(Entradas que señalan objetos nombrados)

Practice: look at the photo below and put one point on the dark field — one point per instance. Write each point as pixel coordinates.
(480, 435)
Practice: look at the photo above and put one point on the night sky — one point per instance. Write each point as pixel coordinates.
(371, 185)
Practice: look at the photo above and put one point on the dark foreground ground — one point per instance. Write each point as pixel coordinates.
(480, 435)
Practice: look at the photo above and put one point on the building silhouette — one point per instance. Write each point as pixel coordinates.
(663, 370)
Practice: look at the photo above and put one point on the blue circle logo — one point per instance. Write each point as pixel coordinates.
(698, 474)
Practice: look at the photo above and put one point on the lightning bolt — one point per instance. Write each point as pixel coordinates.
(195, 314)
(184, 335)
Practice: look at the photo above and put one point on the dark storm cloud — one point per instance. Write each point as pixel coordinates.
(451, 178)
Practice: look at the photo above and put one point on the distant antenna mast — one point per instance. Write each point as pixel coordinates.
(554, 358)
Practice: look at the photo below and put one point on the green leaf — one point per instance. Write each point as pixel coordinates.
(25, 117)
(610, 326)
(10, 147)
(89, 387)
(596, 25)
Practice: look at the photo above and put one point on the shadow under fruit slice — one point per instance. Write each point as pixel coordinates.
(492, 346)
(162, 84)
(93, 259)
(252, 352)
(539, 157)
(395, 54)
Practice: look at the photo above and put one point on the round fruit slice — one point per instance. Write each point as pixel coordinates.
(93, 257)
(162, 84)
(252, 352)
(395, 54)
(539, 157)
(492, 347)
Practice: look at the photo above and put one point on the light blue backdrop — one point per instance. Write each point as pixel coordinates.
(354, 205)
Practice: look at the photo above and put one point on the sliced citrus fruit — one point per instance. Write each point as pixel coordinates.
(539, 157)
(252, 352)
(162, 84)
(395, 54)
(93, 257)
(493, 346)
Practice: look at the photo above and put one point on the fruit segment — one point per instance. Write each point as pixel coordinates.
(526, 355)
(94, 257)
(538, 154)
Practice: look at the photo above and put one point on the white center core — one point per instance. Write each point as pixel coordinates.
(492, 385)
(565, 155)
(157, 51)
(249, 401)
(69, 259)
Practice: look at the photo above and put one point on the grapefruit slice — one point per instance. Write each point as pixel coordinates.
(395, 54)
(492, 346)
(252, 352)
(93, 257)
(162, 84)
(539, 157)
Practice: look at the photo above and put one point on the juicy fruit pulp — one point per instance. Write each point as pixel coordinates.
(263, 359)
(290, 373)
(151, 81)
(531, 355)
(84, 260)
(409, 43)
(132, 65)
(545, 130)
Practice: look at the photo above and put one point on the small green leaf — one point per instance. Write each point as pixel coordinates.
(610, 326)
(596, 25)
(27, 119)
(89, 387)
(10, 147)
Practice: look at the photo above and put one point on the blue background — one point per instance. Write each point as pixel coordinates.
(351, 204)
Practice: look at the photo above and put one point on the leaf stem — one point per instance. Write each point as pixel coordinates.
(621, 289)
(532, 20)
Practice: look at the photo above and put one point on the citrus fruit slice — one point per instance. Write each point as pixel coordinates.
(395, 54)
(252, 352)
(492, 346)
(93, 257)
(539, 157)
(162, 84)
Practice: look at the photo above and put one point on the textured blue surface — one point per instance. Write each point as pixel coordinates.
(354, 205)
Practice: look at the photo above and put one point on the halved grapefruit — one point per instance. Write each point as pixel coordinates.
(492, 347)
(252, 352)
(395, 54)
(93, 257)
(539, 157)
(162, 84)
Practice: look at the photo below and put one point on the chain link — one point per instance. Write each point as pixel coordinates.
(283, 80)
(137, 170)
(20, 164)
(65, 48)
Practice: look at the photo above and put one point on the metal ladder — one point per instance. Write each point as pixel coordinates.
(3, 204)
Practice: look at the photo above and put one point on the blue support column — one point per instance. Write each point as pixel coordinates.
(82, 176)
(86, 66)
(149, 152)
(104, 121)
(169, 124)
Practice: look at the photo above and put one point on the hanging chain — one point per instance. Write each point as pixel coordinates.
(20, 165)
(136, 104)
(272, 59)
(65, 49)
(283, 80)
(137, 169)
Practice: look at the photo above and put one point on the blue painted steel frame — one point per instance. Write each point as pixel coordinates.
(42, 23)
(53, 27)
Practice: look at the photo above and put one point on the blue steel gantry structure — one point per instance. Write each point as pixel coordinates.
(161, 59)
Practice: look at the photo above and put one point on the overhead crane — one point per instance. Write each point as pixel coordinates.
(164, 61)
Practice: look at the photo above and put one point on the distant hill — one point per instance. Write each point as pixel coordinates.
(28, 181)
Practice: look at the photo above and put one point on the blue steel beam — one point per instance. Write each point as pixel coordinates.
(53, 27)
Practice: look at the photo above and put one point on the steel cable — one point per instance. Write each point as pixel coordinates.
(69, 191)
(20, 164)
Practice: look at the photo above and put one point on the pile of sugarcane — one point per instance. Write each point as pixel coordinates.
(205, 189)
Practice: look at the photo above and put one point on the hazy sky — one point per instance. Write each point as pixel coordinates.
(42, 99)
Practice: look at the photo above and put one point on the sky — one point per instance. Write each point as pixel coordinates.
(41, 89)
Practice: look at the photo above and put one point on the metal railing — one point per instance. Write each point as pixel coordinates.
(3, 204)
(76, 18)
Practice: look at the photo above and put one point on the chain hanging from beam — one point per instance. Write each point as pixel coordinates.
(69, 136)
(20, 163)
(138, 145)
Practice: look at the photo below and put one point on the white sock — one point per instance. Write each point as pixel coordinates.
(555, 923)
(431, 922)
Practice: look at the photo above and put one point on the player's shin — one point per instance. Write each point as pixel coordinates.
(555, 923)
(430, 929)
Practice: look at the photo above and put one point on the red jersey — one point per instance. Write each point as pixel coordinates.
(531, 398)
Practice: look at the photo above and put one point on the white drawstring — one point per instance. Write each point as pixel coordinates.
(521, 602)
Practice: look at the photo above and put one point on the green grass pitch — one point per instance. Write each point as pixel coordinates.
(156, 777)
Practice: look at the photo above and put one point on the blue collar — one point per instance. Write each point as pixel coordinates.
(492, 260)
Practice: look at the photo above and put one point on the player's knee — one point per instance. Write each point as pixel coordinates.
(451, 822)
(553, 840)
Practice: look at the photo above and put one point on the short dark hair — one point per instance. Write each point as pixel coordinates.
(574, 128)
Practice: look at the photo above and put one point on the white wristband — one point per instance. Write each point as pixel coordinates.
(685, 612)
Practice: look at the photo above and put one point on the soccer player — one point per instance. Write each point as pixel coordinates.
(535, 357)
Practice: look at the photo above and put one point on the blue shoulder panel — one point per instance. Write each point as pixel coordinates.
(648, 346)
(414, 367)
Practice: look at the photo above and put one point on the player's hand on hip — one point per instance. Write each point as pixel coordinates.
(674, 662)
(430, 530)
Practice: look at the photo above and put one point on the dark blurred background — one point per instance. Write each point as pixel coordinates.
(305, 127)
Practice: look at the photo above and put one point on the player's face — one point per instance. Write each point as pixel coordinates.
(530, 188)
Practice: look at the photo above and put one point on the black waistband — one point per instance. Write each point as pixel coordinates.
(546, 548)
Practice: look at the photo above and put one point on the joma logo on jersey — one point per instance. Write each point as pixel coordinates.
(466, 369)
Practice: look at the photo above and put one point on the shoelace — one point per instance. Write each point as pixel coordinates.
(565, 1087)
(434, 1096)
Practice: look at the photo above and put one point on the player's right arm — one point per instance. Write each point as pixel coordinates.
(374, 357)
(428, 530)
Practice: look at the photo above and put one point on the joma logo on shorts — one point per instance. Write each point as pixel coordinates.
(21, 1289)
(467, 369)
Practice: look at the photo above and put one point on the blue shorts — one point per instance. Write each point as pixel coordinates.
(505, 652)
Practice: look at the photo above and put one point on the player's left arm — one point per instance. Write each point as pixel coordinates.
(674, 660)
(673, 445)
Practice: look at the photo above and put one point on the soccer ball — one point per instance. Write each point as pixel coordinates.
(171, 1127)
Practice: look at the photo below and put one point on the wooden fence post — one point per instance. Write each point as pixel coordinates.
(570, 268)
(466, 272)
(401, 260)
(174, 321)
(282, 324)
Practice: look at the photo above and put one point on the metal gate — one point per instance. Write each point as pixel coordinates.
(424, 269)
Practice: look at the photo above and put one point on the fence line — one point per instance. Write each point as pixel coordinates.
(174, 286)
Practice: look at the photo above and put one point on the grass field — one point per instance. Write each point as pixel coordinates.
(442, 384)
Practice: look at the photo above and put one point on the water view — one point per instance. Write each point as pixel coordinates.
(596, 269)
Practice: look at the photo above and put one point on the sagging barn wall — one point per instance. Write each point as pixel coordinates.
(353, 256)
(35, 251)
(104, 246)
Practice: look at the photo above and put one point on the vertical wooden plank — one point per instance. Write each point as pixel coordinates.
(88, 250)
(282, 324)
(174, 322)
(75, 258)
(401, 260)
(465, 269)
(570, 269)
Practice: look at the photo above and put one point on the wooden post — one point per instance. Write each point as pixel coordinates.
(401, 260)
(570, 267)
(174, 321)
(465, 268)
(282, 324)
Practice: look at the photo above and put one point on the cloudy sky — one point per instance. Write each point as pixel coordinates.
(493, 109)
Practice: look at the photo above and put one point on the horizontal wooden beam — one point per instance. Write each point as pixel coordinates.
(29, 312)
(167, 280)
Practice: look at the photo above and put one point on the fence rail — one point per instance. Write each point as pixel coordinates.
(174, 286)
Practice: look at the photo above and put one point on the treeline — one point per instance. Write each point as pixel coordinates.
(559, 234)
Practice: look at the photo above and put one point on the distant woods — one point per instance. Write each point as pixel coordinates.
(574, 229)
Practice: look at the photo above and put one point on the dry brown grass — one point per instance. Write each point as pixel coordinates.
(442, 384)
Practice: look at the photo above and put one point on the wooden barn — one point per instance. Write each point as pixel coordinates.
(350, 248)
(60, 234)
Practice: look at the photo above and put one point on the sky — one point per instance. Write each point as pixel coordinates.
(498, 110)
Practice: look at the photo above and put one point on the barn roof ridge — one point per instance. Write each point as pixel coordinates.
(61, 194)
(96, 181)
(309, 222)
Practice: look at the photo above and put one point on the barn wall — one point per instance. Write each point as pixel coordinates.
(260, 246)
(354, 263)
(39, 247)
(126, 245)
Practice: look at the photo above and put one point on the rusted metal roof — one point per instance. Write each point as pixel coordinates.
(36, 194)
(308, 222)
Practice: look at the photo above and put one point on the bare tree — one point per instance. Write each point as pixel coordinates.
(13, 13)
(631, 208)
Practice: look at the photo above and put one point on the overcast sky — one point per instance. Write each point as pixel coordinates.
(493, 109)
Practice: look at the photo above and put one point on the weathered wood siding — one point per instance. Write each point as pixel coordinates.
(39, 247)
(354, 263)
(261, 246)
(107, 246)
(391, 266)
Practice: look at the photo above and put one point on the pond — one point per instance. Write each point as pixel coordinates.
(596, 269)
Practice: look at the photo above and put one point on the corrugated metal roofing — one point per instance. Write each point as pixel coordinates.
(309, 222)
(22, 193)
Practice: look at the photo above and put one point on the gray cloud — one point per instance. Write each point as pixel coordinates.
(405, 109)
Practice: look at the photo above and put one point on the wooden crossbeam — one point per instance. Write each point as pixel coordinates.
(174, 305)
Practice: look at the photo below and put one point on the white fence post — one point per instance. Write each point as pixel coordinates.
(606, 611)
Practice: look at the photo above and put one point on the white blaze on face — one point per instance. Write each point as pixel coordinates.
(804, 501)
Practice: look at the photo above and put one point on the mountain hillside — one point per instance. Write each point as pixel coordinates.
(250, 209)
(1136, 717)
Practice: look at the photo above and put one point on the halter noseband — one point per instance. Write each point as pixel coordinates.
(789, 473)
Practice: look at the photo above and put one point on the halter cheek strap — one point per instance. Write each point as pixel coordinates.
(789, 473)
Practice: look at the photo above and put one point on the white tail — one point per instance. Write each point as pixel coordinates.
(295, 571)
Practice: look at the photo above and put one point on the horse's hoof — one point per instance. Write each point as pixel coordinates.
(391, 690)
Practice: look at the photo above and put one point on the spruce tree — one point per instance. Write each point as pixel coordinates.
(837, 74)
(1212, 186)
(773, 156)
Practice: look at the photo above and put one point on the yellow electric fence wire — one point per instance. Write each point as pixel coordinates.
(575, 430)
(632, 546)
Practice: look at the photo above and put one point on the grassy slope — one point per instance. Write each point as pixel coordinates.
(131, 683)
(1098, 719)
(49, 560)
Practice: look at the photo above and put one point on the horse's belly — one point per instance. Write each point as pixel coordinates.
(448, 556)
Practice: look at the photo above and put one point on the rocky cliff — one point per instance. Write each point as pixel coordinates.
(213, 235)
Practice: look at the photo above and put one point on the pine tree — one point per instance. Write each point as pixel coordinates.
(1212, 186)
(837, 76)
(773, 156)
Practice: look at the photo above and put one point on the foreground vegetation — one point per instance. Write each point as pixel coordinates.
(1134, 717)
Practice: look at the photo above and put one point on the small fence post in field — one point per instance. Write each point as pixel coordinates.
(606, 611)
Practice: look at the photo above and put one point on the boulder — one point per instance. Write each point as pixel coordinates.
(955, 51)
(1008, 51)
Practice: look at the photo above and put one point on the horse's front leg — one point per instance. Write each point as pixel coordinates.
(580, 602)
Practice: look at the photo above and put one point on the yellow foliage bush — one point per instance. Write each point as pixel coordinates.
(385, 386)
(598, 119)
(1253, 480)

**Tarea a realizar**
Transcribe sin ningún cambio el tramo del listado anterior que va desde la línea que contiene "the barn roof" hasta la línea que contiene "(1136, 717)", ambas incluidas.

**En respuesta**
Practice: look at the photo above and put one point on the barn roof ridge — one point per instance. Write each point as pixel coordinates.
(61, 194)
(96, 181)
(309, 222)
Practice: look at the photo above and put one point on the barn wall — one point per instance. Write each point as pixel coordinates.
(260, 246)
(354, 263)
(39, 247)
(126, 245)
Practice: look at the photo above and put one point on the rusted metal roof — one point per instance. Write each point as pixel coordinates.
(36, 194)
(308, 222)
Practice: look at the photo above and put one point on the bare tree — one point per instance. Write each point as pixel coordinates.
(13, 13)
(631, 208)
Practice: look at the photo above and put one point on the overcast sky — one point per instance. Write each point as pixel coordinates.
(493, 109)
Practice: look at the photo above and put one point on the weathered wood siding — one point per instance. Write each point as pixel coordinates.
(39, 247)
(354, 263)
(261, 246)
(107, 246)
(391, 266)
Practice: look at the photo above and put one point on the pond — one point per instance. Write each point as pixel coordinates.
(596, 269)
Practice: look at the photo above and put one point on the corrugated metal roofing — one point per instance. Write each point as pixel coordinates.
(309, 222)
(22, 193)
Practice: look at the photo above and put one point on the gray cloud — one point per instance. Write each point as pixel coordinates.
(405, 109)
Practice: look at the photo above and put one point on the wooden crossbeam — one point per instance. Write each point as pixel coordinates.
(174, 305)
Practice: look at the photo below and put one point on the white fence post — one point per instance. Write each point as pixel coordinates.
(606, 611)
Practice: look at the photo above and put one point on the white blaze on face — one point per instance. Write each point as pixel coordinates.
(804, 501)
Practice: look at the photo above and put one point on the mountain hillside — one point per instance. Write each point as pixel coordinates.
(250, 209)
(1136, 717)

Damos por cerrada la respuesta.